• Provided records:
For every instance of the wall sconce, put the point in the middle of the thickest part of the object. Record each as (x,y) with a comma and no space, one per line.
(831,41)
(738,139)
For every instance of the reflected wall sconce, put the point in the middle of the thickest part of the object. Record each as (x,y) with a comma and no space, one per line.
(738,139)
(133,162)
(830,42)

...

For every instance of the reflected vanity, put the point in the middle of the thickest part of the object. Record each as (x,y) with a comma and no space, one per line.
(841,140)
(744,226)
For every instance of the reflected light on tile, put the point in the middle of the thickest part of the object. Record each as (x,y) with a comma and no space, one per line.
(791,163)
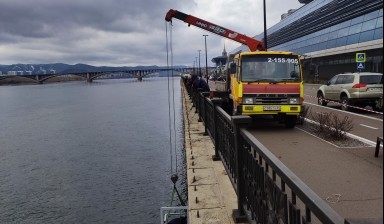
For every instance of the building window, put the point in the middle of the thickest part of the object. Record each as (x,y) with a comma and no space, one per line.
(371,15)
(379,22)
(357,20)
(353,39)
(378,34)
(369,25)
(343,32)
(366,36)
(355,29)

• Directions for this task:
Determine how many lines of the items above contain the word "middle". Reply with the number alone.

• Exercise output:
5